Inequality in Peru is extreme. Peru is the second-largest producer of copper and silver, the third-largest producer of lead, and the eighth-largest producer of gold in the world. These resources are exploited primarily by international corporations, which take advantage of widespread government corruption to obtain access. Massive international investment, facilitated by the Peruvian government, has led to a boom in the Peruvian economy in the last 20 years. While the urban population benefited, and the middle class has seen its position improve, the rural majority has lost out. Peru’s rural poverty rate is nearly 50 percent, and 15 percent of children suffer from malnutrition. The expansion of mining has devastated the water supply, especially in the rural areas.

> **Task prompt**: Continue the passage on inequality in Peru from the point where it stops. The listing is separate material and has no connection to the passage on inequality in Peru.

Referring expression grounding data:
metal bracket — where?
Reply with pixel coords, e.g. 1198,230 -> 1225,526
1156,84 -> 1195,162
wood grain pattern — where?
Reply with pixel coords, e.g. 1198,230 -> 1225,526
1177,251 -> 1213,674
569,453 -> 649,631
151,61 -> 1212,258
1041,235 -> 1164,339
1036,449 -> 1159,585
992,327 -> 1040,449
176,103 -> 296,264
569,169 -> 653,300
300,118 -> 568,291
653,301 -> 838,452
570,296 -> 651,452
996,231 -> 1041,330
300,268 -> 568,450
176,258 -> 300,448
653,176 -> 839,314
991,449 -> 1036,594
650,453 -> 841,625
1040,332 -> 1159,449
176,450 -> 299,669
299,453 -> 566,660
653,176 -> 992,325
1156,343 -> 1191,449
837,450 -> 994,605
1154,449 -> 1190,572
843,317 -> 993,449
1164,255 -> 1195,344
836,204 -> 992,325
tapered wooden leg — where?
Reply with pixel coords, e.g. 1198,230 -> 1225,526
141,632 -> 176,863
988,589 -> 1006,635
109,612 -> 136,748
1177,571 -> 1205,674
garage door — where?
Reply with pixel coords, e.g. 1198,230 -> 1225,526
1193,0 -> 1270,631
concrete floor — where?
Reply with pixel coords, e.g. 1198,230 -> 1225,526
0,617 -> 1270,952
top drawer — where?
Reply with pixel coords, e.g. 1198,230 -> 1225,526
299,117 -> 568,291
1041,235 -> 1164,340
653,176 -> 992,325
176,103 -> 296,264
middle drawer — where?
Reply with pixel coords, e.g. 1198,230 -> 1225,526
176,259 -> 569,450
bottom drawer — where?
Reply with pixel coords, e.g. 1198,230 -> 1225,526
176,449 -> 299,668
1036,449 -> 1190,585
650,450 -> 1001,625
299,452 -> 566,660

> **Exercise result**:
The limited benefits of economic growth in the last decades were almost completely reversed by the economic crisis caused by the COVID pandemic. In a country of just 32 million people, 200,000 died of COVID, the most deaths per capita in the world. Peru’s economy contracted by 12 percent in 2020, and thousands of people were thrown into poverty and unemployment. Two million people immediately fell below the poverty line, while many more suffered a decline in their living standards. The government of President Martin Vizcarra, rather than address the situation, directed the money allocated for COVID treatment and relief to his friends and cronies in the corrupt government. The President and the well-connected elite took advantage of access to vaccines to illegally vaccinate themselves before any treatment was available to the Peruvian people. As a consequence of Vizcarra’s unpopularity, in 2020 his government collapsed.

Today, the Peruvian presidency is held by Pedro Castillo, from the Peru Libre party. Castillo is a newcomer, not a member of the Peruvian political elite. Before becoming president, Castillo was a primary school teacher. He became well-known in 2017 as a leader of a major teachers’ strike in the region of Cajamarca. His party, Peru Libre, is a small left-wing party which claims to be socialist. Castillo was elected to the presidency in 2021 after the collapse of the Vizcarra government.

Based on his party’s program, Castillo had promised to create widespread public services, end political corruption, and impose public ownership of natural resources, especially Peru’s valuable mineral resources. The profits from these resources could and should have been made available to help the Peruvian people climb out of desperate poverty, but the Castillo government proved unwilling and incapable of carrying through its promises.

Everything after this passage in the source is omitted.